Aim
List each line of the material below that contains the string "rock", copying every such line in full. Match case exactly.

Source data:
-- Start --

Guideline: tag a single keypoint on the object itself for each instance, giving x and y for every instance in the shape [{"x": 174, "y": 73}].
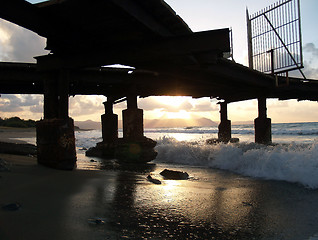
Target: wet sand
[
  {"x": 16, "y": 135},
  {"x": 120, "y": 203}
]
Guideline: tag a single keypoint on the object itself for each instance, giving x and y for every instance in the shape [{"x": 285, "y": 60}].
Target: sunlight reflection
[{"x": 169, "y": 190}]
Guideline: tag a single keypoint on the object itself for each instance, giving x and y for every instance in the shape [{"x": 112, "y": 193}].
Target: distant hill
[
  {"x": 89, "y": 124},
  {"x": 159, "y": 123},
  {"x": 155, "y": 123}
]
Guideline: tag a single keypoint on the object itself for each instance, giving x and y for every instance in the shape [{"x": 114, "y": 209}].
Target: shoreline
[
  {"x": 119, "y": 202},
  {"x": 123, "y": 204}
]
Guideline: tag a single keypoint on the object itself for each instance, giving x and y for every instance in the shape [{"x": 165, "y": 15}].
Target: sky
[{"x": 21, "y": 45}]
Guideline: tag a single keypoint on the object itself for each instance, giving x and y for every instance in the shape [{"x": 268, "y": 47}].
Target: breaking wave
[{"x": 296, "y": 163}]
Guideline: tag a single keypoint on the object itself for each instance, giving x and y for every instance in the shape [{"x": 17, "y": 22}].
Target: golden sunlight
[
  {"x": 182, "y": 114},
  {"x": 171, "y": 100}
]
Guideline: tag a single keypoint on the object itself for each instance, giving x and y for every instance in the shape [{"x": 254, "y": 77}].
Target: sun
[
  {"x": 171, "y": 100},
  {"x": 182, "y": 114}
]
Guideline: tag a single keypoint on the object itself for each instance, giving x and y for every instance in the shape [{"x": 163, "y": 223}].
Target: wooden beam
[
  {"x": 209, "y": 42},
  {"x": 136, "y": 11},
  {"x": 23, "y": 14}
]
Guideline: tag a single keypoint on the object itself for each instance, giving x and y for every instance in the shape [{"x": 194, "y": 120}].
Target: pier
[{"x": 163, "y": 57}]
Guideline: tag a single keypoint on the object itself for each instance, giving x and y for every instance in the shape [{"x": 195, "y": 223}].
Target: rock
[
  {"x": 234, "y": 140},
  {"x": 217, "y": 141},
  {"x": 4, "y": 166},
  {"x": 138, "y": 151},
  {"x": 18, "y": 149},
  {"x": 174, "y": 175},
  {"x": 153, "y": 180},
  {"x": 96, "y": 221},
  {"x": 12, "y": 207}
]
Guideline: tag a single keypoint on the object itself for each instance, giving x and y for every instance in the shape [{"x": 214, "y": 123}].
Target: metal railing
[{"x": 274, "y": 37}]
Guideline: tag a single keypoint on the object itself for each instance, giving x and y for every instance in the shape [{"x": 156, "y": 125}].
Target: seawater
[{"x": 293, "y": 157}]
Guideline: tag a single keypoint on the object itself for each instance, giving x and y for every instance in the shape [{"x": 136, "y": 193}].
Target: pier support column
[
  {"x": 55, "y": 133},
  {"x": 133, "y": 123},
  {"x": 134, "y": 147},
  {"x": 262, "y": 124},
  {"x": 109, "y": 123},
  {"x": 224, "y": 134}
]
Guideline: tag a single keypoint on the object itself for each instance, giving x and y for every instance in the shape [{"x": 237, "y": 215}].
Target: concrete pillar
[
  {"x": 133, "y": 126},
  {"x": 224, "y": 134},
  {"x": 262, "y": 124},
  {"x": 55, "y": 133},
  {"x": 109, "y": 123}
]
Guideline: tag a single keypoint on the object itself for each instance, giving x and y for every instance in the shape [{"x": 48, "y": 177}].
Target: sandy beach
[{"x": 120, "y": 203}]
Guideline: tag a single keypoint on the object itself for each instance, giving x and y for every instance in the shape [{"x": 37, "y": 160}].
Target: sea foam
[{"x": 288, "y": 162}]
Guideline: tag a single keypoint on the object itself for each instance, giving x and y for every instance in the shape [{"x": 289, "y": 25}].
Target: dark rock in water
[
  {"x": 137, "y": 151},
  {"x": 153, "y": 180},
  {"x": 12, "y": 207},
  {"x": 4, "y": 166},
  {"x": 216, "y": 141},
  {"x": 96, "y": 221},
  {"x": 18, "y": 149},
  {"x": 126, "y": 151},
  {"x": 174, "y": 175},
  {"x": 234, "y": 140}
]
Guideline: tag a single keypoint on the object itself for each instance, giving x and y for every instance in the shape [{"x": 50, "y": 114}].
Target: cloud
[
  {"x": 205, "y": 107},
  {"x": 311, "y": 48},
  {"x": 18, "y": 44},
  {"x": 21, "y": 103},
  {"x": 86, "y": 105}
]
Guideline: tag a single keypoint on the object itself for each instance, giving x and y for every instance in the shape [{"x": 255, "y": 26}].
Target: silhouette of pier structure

-- End --

Exercise solution
Target: rock
Target: dark rock in water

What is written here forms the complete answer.